Objective » Which lines in the records contain the word "wall"? Gather each one and copy it out.
"""
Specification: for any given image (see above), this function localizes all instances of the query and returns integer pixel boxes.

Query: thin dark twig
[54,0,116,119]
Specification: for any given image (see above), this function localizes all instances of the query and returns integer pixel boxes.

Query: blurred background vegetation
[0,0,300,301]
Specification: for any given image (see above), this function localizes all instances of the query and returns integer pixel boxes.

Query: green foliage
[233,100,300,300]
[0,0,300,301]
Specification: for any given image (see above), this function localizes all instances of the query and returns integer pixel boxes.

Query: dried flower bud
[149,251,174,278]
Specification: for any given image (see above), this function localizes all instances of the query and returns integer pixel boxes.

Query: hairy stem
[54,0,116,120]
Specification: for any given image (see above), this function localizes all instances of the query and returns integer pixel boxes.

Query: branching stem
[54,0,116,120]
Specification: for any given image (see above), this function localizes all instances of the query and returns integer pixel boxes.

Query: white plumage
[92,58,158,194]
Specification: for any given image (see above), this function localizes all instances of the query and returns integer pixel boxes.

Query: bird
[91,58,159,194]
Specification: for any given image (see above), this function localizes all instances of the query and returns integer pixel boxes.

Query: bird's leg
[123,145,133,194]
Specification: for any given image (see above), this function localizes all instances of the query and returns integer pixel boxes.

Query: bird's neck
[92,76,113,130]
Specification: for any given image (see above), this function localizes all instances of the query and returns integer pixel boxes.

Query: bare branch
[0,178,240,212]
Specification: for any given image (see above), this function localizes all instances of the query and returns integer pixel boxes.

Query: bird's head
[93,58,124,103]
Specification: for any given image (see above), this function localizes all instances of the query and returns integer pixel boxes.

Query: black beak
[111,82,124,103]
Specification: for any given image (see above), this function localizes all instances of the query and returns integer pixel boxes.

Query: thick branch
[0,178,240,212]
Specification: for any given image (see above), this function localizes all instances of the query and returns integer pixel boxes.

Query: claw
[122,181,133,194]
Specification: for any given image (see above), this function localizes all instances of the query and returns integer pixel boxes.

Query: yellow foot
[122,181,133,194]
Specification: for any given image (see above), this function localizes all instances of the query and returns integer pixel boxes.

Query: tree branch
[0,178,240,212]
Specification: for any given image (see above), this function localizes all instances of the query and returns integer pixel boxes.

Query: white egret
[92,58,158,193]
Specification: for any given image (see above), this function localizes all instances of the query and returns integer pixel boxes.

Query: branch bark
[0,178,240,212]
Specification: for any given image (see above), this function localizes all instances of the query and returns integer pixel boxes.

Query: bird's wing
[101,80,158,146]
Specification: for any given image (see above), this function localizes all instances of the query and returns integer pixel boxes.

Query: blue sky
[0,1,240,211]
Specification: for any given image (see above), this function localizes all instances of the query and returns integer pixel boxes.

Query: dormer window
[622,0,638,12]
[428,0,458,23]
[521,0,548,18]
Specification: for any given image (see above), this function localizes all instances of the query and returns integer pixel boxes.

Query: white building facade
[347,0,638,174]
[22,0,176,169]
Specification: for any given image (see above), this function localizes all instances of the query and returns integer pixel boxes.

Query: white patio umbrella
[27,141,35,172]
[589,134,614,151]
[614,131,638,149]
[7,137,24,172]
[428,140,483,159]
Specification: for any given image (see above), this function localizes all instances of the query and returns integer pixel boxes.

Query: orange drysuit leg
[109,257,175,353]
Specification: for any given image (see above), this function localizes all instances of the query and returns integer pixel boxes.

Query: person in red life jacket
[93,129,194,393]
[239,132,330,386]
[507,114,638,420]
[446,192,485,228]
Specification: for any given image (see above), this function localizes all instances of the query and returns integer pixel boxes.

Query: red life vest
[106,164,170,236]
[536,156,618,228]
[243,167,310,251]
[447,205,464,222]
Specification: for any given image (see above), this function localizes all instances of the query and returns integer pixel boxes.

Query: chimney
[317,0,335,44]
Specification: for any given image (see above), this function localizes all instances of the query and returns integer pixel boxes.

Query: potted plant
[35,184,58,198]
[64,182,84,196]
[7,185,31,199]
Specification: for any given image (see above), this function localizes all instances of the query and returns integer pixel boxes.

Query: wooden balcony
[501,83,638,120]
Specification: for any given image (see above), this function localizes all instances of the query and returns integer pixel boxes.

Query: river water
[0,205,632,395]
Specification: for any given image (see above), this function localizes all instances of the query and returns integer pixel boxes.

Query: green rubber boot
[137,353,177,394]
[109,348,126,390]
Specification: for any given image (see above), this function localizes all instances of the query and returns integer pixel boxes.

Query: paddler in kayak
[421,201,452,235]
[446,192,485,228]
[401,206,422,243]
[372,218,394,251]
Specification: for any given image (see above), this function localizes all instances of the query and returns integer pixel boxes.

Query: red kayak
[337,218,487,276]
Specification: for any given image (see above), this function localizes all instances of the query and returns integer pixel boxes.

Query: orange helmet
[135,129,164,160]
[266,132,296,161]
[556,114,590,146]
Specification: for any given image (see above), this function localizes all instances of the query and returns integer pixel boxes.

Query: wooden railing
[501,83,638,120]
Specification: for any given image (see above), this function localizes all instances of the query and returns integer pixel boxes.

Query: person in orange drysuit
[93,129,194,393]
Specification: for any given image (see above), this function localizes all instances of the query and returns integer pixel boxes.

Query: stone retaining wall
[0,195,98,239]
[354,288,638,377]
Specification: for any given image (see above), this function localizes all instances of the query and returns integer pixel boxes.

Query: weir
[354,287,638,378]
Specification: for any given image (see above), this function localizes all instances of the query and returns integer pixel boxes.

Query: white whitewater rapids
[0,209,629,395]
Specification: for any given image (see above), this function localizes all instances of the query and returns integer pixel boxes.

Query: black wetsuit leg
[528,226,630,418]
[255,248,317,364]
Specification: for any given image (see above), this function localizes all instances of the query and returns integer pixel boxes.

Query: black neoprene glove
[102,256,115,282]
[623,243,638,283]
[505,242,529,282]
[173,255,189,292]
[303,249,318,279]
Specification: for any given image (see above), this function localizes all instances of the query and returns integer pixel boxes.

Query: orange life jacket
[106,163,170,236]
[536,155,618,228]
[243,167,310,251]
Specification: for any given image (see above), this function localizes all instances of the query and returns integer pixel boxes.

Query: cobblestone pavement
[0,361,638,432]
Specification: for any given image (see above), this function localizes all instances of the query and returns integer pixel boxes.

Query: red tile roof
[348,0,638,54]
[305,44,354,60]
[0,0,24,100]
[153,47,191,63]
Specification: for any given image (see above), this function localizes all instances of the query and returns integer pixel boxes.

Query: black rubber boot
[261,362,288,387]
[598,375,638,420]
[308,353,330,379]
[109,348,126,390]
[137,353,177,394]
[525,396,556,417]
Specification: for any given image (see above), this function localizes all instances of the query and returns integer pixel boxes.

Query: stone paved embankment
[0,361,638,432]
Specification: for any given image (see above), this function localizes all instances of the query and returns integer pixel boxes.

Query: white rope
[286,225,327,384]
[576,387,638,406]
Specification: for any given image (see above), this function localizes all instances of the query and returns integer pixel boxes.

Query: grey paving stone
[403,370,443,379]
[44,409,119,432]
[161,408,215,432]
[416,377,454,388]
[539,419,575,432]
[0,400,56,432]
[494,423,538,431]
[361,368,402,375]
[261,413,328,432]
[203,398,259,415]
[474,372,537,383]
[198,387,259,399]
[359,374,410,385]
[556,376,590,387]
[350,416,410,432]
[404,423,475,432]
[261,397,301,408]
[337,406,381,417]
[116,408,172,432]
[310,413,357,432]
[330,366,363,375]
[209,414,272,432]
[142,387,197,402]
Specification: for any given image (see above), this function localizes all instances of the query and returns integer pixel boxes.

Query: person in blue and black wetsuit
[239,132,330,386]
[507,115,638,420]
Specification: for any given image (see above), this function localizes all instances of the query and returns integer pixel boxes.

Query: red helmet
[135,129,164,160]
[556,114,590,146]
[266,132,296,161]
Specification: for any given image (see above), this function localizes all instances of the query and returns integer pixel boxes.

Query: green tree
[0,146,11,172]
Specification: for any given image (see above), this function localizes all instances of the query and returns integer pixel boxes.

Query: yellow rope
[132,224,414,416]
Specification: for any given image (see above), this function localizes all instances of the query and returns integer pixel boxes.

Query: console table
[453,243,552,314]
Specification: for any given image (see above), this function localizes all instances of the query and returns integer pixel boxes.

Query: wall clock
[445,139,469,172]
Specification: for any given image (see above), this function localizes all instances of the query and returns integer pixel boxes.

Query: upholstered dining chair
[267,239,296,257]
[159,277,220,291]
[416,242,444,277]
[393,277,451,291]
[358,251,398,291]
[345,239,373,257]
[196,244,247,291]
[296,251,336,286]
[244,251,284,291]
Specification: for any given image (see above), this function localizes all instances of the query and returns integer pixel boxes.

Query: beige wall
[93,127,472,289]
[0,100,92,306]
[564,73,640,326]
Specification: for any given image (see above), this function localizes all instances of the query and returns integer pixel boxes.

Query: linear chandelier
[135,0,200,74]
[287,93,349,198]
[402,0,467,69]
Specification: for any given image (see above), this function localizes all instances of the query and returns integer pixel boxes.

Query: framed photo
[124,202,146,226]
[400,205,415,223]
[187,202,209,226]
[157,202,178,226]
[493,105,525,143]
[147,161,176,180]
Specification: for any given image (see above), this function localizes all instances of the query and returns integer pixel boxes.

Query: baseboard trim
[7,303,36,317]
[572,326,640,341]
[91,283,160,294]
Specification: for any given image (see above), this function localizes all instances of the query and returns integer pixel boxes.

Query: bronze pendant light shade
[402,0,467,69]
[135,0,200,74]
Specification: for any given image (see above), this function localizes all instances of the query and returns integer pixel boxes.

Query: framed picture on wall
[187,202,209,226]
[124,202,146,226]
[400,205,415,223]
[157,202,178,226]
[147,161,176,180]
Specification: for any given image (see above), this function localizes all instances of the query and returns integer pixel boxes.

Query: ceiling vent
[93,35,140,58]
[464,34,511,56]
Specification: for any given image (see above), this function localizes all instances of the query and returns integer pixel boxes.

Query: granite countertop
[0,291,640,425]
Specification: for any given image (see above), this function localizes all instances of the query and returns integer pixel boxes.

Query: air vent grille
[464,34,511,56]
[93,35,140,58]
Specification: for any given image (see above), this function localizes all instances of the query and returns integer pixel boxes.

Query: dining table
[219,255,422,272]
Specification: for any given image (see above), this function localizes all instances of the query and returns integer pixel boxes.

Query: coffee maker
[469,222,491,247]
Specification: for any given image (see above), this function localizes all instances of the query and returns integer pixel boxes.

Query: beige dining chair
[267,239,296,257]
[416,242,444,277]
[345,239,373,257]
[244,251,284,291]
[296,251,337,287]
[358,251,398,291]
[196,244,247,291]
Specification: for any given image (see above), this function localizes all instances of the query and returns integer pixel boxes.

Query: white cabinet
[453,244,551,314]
"""
Solved problem »
Query: stone retaining wall
Query: wall clock
Query: beige wall
Query: framed picture on wall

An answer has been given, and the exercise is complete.